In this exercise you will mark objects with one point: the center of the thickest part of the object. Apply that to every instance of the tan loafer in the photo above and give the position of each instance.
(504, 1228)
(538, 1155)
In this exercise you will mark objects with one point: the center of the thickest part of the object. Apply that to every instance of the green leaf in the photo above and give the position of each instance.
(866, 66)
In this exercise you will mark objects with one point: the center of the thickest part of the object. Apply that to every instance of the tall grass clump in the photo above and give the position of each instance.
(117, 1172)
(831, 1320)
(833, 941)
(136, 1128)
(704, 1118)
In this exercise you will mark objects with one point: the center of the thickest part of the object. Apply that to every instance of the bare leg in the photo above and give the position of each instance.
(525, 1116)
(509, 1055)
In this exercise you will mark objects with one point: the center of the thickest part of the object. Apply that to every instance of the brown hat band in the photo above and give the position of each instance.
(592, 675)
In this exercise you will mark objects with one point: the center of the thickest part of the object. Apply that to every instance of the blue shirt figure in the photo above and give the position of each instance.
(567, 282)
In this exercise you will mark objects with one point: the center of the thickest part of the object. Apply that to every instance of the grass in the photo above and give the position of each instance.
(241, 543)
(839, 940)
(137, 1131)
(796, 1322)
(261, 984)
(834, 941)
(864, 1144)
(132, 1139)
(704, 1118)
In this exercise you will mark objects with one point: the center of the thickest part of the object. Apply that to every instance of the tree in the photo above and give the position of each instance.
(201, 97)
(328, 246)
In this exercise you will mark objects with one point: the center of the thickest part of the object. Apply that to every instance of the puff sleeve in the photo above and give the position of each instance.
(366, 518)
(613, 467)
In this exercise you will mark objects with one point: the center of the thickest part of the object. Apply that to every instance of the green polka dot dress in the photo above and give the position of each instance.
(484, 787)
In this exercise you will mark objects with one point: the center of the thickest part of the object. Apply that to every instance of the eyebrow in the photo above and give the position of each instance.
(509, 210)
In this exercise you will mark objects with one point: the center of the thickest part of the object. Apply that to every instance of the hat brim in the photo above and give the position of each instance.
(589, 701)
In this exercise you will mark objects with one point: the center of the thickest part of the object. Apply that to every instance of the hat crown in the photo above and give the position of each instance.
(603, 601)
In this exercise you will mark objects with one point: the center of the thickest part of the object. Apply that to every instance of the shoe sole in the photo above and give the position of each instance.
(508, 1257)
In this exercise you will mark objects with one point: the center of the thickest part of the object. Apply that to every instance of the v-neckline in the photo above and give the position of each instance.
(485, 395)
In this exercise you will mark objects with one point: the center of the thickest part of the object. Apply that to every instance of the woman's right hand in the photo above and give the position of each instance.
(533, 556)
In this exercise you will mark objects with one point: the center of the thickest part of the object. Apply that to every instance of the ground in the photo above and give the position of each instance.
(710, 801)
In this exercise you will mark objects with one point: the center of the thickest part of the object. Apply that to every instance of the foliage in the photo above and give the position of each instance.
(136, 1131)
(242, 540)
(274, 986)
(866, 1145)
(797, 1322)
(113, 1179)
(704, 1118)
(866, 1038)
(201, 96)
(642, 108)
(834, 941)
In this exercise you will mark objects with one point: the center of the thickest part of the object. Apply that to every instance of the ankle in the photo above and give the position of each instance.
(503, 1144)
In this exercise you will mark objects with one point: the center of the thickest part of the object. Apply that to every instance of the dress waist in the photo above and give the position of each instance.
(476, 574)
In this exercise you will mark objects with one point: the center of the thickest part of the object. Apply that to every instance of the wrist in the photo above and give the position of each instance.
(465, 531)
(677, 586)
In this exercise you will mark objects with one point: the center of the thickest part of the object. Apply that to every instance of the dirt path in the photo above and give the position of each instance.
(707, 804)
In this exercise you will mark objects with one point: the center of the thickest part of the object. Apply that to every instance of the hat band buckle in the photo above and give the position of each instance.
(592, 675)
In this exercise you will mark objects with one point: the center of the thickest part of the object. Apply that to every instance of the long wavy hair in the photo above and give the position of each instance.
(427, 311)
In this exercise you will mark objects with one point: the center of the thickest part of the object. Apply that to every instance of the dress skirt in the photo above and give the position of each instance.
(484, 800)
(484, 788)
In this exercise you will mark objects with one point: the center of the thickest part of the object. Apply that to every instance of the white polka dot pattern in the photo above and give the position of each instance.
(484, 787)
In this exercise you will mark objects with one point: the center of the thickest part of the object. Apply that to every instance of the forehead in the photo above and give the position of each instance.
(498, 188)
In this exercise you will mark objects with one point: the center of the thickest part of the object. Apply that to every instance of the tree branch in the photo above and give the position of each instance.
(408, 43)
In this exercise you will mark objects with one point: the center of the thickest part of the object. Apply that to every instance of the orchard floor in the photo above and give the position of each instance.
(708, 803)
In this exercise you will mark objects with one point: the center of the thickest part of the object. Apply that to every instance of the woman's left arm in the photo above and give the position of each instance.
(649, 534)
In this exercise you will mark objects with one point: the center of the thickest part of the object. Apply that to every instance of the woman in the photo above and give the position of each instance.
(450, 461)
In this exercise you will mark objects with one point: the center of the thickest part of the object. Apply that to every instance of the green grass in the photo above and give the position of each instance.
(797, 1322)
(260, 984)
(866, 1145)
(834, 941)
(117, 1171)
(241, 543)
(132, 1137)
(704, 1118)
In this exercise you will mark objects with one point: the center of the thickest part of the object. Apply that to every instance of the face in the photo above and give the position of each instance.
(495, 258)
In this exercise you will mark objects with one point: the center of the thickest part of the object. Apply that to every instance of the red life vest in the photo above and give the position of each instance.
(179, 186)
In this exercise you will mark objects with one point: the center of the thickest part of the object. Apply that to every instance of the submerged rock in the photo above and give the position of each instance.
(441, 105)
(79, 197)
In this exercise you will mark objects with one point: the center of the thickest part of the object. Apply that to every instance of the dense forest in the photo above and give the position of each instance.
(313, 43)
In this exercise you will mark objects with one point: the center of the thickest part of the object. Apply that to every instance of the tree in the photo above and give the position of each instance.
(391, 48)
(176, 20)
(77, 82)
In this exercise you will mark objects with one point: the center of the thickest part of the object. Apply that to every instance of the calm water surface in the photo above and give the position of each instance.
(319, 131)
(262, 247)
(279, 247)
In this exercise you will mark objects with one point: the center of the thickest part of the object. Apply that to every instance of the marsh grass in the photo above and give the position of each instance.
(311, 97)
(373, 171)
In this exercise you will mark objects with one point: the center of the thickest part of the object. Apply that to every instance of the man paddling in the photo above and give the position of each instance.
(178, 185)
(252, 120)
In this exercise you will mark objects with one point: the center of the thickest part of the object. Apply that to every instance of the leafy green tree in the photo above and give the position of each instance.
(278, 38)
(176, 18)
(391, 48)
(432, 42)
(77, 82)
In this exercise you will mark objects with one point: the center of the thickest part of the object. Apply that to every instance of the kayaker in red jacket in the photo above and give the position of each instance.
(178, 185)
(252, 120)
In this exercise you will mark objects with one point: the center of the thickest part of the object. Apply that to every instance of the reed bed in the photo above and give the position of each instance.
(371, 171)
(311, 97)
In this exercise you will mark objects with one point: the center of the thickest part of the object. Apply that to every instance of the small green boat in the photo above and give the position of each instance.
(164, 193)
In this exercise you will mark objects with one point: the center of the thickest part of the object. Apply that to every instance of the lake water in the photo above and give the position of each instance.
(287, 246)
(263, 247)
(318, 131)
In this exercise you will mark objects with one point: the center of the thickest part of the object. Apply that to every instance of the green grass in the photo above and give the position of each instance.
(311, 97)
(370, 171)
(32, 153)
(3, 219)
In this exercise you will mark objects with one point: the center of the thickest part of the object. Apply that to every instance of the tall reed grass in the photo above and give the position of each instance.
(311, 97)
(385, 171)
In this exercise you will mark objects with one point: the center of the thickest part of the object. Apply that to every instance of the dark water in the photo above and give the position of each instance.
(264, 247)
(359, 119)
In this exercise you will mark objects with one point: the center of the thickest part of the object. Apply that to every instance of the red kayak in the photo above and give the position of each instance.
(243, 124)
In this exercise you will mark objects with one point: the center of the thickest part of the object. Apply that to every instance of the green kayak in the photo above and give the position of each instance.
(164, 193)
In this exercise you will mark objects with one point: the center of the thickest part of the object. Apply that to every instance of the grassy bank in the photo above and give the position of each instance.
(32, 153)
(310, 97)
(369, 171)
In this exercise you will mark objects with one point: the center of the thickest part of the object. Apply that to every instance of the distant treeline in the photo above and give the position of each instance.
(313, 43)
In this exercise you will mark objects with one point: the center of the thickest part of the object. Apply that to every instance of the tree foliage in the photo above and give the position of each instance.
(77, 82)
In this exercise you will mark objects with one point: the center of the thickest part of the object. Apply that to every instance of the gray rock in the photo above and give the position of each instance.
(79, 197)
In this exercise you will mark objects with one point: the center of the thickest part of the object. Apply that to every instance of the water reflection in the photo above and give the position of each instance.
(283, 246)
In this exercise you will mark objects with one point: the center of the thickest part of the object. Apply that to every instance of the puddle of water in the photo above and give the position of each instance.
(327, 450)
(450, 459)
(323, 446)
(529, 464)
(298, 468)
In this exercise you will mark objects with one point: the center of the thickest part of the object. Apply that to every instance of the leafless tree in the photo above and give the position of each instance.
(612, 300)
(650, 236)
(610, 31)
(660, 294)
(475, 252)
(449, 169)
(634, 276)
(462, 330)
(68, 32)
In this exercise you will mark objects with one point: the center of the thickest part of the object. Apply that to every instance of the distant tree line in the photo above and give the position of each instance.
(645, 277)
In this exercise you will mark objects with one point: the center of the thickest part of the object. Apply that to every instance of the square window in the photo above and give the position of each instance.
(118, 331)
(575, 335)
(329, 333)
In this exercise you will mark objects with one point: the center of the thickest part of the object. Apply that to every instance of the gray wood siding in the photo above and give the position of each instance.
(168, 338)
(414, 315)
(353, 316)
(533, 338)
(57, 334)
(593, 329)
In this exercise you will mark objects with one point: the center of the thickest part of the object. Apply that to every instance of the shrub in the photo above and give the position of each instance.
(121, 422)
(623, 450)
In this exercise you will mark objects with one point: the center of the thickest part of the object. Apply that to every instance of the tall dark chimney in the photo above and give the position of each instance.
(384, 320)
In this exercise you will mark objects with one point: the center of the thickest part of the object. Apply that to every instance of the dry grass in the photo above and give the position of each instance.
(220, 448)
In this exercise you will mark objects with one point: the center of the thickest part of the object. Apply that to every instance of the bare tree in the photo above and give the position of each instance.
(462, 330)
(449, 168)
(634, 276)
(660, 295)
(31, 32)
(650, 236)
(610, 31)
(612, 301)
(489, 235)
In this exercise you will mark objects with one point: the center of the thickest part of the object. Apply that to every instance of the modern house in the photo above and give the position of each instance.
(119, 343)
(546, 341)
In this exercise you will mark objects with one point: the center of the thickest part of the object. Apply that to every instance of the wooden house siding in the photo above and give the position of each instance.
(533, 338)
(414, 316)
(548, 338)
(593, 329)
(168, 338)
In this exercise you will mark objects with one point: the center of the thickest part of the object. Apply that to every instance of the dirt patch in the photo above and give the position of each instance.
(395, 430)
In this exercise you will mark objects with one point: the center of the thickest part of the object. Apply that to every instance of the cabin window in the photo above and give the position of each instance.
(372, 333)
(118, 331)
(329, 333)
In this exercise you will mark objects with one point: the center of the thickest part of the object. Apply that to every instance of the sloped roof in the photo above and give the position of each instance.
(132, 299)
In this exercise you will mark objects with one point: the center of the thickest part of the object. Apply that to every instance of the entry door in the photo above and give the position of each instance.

**About this task:** Nothing but the lines from the one that contains "of the wooden" through the last line of the entries should appear in your reply, each repeated exactly.

**Expected answer:**
In this exercise you will mark objects with one point: the center of the thickest part of the object. Apply that to every instance of the wooden house siding in the photo above and give the position of each instance.
(533, 338)
(414, 316)
(548, 338)
(593, 329)
(168, 338)
In this exercise you will mark objects with one point: the center of the thickest part of the object. Apply that to every instance of the dirt patch in the photo above and give the position of each instance.
(395, 430)
In this exercise you will mark objects with one point: the center of the thickest part of the object. Apply that to every instance of the cabin window in the photo above and give the position of each instance.
(372, 333)
(118, 331)
(329, 333)
In this exercise you will mark objects with one point: the center of the thickest part of the object. Apply that to every instance of the sloped roof in the photo above and give the position of each instance.
(132, 299)
In this exercise you will mark objects with one point: the center of the thickest part of the object. Apply that to every instance of the entry door in the photo above and give the position of each instance.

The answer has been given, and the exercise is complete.